### Entries provided ###

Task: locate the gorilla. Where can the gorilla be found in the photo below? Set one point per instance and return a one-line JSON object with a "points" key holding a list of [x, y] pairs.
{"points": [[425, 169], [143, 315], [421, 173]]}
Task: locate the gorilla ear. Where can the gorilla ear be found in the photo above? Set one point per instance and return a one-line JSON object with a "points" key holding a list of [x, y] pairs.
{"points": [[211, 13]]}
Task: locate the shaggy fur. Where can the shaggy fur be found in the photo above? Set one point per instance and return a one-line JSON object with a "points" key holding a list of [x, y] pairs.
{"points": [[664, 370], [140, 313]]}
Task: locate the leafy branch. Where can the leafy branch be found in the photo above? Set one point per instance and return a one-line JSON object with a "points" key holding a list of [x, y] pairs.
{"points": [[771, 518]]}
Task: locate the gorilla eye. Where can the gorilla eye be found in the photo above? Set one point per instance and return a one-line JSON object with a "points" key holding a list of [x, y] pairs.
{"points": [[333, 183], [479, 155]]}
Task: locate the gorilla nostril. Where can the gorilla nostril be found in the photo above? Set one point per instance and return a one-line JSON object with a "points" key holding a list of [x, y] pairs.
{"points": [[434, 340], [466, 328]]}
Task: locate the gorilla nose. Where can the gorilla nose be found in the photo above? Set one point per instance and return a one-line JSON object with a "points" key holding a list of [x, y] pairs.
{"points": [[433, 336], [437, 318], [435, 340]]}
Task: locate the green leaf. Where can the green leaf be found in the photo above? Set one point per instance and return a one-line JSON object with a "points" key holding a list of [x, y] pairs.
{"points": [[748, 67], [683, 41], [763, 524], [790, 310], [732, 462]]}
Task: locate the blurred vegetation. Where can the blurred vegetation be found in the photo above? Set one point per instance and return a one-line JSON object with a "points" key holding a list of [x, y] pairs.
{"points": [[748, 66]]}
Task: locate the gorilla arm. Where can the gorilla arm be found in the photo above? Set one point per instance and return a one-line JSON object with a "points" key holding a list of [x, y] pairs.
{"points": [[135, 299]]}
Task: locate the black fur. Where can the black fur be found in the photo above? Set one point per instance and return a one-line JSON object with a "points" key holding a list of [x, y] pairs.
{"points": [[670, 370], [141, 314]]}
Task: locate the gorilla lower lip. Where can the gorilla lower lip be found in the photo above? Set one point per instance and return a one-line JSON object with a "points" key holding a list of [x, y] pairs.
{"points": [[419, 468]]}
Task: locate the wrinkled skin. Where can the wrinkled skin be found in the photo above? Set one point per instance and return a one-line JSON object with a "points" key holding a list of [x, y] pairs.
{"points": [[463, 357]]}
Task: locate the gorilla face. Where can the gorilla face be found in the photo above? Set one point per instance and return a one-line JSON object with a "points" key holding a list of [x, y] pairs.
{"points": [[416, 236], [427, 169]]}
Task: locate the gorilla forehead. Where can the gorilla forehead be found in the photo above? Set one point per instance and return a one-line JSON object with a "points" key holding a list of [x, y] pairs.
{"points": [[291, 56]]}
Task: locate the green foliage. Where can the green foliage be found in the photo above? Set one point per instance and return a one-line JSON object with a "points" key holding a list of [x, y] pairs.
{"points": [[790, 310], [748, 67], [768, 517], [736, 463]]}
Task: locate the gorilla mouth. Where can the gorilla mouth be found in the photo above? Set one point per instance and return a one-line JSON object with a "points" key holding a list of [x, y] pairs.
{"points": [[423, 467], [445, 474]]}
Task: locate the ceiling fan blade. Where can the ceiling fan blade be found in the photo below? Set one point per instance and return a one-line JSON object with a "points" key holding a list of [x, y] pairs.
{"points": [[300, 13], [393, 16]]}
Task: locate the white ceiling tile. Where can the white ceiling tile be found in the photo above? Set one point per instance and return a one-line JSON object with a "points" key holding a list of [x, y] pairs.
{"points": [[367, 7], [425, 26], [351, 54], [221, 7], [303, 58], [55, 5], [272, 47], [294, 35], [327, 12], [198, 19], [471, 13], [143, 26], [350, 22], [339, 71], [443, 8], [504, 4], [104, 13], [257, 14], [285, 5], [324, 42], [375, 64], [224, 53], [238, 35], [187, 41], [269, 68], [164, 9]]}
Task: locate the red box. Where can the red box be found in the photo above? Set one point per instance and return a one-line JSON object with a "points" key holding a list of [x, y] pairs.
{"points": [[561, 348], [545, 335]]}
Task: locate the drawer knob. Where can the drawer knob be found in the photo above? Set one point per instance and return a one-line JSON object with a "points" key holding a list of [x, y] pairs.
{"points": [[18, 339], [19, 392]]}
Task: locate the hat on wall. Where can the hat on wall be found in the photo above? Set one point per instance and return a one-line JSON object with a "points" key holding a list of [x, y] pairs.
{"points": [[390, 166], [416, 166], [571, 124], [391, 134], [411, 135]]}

###

Problem requirements
Copy the data again from the line containing "Task: locate the hat" up to and including its last line, keeping the requests, and increase every coordinate in the answers by 89.

Task result
Task: locate the hat on wall. Where can the hat on wall be found in the photo above? Set one point per instance and return a one-line JSON object with a "points" key holding a list of [x, y] pairs.
{"points": [[479, 255], [505, 255], [660, 213], [480, 223], [500, 224]]}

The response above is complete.